Reproduce exactly the lines from the one containing "One marker for each instance of the lance-shaped" through the last line of the data, both ends included.

(Natural-language object grounding data)
-*-

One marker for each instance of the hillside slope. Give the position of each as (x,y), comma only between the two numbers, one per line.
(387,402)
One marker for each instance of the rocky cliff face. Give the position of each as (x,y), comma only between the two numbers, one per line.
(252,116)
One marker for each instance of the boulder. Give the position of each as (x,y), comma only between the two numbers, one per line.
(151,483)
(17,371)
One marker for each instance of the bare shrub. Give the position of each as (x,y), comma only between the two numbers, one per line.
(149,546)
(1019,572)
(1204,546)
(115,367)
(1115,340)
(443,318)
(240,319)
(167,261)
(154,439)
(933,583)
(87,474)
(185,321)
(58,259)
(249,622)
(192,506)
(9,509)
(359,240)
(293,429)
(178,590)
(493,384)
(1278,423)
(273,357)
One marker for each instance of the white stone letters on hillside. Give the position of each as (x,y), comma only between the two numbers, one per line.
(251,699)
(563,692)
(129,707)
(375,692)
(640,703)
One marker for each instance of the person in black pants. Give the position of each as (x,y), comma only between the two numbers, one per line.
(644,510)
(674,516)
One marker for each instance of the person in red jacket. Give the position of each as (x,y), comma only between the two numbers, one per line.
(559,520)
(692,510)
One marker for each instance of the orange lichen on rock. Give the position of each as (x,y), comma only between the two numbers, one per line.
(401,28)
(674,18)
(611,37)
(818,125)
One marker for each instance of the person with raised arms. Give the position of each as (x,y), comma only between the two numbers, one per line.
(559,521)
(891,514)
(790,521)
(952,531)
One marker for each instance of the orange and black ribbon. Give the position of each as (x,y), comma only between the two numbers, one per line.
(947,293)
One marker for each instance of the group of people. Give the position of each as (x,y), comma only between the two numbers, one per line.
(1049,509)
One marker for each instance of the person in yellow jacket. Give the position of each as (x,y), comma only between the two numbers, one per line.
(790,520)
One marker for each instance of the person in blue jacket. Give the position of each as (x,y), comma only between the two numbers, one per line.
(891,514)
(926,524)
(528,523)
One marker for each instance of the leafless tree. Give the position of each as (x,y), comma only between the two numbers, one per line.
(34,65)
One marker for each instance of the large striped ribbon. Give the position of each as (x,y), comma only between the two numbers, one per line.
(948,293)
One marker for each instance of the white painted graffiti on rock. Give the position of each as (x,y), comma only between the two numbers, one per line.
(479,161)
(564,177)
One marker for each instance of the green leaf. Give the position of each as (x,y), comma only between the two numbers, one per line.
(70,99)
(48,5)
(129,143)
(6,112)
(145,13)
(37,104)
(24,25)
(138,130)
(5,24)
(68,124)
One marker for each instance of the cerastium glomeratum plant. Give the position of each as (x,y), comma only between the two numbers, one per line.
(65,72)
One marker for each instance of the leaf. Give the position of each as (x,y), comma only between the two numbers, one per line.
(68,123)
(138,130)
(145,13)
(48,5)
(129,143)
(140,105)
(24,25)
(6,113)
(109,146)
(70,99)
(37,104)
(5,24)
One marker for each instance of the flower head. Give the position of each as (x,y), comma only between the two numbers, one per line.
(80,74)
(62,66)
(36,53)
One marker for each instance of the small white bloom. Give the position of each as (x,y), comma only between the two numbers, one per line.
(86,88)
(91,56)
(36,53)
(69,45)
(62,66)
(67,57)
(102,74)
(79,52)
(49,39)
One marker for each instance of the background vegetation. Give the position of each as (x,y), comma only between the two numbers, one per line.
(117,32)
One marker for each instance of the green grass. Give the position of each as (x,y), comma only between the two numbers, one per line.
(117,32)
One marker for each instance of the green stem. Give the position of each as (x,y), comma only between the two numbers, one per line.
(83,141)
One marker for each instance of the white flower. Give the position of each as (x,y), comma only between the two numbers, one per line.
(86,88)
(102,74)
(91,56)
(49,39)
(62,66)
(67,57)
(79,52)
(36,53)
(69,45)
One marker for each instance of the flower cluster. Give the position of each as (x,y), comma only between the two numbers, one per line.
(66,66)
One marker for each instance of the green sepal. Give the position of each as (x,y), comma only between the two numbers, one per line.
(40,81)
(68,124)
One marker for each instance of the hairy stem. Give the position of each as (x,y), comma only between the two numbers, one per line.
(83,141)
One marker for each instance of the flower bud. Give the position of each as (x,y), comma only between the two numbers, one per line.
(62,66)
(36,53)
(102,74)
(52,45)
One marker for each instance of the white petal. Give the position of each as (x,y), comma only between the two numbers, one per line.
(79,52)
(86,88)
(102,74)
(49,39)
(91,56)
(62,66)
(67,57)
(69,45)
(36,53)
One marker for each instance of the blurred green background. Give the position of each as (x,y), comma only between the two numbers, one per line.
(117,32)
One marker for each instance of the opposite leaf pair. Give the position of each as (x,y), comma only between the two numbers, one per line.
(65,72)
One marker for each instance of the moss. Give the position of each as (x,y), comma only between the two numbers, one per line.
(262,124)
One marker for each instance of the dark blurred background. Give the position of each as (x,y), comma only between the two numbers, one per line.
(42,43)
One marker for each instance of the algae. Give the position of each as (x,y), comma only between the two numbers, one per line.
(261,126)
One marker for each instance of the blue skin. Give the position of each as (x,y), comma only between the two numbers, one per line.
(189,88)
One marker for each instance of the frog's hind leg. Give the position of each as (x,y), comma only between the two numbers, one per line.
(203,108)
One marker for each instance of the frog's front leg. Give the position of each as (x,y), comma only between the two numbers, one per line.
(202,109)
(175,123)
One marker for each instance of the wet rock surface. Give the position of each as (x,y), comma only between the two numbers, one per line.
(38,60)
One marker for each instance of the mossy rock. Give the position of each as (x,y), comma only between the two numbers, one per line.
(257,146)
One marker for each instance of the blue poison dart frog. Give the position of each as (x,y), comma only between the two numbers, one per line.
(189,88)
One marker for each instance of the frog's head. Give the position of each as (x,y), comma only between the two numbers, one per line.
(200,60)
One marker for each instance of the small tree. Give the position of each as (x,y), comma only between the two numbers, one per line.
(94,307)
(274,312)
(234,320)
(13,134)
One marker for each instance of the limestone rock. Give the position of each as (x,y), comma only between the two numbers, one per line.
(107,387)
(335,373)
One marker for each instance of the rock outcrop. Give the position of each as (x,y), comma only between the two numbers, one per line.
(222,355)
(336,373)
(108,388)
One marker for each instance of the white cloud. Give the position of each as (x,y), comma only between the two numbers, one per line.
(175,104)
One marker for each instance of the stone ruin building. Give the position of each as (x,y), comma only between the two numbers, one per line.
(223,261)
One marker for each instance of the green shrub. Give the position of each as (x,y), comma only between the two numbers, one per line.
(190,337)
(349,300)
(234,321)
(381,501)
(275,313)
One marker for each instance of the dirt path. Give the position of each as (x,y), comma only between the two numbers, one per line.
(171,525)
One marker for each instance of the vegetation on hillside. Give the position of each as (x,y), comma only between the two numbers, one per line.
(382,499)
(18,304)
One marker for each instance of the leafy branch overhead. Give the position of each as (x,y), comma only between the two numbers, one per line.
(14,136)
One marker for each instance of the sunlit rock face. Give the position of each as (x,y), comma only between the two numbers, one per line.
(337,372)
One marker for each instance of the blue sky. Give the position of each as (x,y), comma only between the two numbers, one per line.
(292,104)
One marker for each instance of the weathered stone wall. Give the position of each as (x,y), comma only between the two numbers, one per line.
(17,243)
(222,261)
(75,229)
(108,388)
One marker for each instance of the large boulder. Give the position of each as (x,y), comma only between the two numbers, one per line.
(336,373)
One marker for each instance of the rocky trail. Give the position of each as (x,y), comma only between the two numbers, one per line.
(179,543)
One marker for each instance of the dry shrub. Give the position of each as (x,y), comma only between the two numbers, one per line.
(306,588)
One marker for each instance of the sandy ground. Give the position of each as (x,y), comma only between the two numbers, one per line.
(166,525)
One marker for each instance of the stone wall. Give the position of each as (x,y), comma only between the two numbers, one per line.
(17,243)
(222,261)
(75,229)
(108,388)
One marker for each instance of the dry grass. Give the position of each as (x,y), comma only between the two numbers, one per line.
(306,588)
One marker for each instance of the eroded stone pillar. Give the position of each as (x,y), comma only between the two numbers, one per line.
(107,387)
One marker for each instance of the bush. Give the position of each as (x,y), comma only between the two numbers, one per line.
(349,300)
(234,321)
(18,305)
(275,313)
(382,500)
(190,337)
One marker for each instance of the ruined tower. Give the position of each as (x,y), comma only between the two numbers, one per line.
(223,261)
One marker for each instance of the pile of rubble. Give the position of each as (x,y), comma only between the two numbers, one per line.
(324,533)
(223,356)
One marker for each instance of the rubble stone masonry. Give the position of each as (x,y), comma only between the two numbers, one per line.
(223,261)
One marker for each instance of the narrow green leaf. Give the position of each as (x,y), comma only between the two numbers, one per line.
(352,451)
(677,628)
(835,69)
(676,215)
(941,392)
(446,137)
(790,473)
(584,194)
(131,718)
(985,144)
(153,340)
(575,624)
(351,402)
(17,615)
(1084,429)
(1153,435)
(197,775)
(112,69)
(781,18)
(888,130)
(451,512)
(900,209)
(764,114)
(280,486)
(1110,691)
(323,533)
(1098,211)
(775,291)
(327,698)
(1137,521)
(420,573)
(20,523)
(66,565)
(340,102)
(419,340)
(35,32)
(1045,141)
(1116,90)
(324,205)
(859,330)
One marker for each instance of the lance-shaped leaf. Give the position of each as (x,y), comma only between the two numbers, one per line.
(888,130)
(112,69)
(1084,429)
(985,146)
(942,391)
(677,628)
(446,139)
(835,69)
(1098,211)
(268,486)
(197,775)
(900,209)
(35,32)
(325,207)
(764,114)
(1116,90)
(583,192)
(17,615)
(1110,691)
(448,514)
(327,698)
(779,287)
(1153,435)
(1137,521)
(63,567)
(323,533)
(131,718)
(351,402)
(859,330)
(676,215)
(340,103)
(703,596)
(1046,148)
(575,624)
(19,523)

-*-

◆ **Result for this task**
One marker for each instance of the lance-shaped leaf. Give the position of each as (x,y), comma only between the two numbers, one per line.
(888,130)
(112,69)
(1084,429)
(985,146)
(942,391)
(677,628)
(446,139)
(835,69)
(1098,211)
(268,486)
(197,775)
(900,209)
(35,32)
(325,207)
(764,114)
(1116,90)
(583,192)
(17,615)
(1110,691)
(448,514)
(327,698)
(779,287)
(1153,435)
(1137,521)
(63,567)
(323,533)
(131,718)
(351,402)
(859,330)
(676,215)
(340,103)
(703,596)
(1046,148)
(575,624)
(19,523)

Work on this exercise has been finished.